Problem requirements>
Update the dachshund facts from "- A study undertaken" up to and including "name of Winnie." by changing "Winnie" to "Minnie". Give that stretch of the text in full with the change made.

Text segment>
-=-=-=-=-

Dachshunds are curious little dogs – sometimes referred to as sausage dogs or doxies, they are a popular breed for their look alone! However, these canines have more about them than an odd way of walking!
Whether you are already a fan of dachshunds or are thinking of getting one of your own in the near future, here are a few facts worth knowing before you get to know them personally! You’ll likely find dachshunds to be loyal pets. Here’s a file of interesting facts about dachshunds on what to expect from the pups.
- Dachshunds are amongst the first breeds to have ever been registered by the American Kennel Club. They were first seen on the register back in 1885.
- They’ve been around for centuries. In fact, they were first bred three centuries ago back in Germany.
- In fact, they weren’t originally bred to look cute or dopey – they were bred to hunt. They were bred to hunt badgers, hence their rough translation into German as ‘Badger Hounds’.
- They were useful for hunting down badgers thanks to their short stature, and their sometimes fierce and feisty natures.
- Believe it or not, there are communities which race dachshunds, too. These races are generally started for fun, and it’s thought the trend traces all the way back to Australia back in the 1970s.
- There’s a regular race which takes place in San Diego. It’s called the Wienerschnitzel Wiener National!
- It’s not unheard of for German dog breeders to measure and class dachshunds based on the size of rabbit hole or tunnel they can dig into.
- Despite the fact that dachshunds look dopey, they can be vicious. It’s thought that they are actually some of the most aggressive breeds.
- A study undertaken in 2008 found that dachshunds were amongst the fiercer breeds towards other dogs as well as humans.
- Dachshunds have been cloned, too. In fact, the first ever dog to be cloned in the UK was a dachshund, by the name of Winnie.

-=-=-=-=-

Coordinate annotation records>
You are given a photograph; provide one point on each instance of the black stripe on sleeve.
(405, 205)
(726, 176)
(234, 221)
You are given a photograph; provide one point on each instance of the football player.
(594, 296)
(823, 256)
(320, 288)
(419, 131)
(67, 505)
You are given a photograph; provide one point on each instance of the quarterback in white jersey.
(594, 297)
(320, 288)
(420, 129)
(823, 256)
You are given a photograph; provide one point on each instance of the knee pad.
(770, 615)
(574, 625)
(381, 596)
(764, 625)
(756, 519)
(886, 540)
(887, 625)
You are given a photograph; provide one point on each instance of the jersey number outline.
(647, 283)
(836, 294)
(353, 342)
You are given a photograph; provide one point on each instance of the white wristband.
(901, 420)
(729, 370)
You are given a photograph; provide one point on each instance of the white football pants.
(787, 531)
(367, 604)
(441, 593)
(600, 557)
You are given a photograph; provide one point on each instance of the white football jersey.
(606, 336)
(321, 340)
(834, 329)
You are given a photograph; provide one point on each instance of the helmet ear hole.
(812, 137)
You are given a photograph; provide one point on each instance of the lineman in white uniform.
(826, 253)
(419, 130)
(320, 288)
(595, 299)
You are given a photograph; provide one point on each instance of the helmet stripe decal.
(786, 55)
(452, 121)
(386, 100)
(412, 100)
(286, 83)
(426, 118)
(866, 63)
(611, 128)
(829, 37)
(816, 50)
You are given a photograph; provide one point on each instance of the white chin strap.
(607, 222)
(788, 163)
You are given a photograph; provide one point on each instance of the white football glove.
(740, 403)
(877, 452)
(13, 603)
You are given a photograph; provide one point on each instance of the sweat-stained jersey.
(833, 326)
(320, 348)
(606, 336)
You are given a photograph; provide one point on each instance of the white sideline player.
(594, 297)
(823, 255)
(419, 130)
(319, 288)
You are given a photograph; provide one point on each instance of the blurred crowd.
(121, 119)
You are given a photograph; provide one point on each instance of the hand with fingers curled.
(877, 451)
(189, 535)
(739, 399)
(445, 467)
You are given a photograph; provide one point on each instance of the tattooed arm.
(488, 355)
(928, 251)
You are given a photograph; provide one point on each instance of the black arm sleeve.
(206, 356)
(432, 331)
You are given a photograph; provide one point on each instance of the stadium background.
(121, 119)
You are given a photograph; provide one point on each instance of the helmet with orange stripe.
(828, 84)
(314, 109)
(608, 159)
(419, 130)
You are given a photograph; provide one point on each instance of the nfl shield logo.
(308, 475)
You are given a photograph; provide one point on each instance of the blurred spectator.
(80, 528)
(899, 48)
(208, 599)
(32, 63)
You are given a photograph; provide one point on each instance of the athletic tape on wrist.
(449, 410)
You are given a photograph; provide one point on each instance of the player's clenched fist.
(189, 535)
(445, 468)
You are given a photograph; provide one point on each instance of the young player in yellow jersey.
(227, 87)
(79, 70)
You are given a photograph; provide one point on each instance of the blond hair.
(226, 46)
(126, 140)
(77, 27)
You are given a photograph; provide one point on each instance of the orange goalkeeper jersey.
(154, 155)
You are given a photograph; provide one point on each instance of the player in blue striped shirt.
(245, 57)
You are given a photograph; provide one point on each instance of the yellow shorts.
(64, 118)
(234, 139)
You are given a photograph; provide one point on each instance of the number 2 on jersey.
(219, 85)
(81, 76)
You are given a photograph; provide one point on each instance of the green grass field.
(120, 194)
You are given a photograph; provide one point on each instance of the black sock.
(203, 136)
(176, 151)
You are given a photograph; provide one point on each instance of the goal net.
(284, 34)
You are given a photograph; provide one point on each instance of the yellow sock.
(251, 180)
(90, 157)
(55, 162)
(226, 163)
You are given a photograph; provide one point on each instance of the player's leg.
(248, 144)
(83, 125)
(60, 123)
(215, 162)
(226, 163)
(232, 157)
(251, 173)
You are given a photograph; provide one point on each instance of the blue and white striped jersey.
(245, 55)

-=-=-=-=-

Response to this task>
- A study undertaken in 2008 found that dachshunds were amongst the fiercer breeds towards other dogs as well as humans.
- Dachshunds have been cloned, too. In fact, the first ever dog to be cloned in the UK was a dachshund, by the name of Minnie.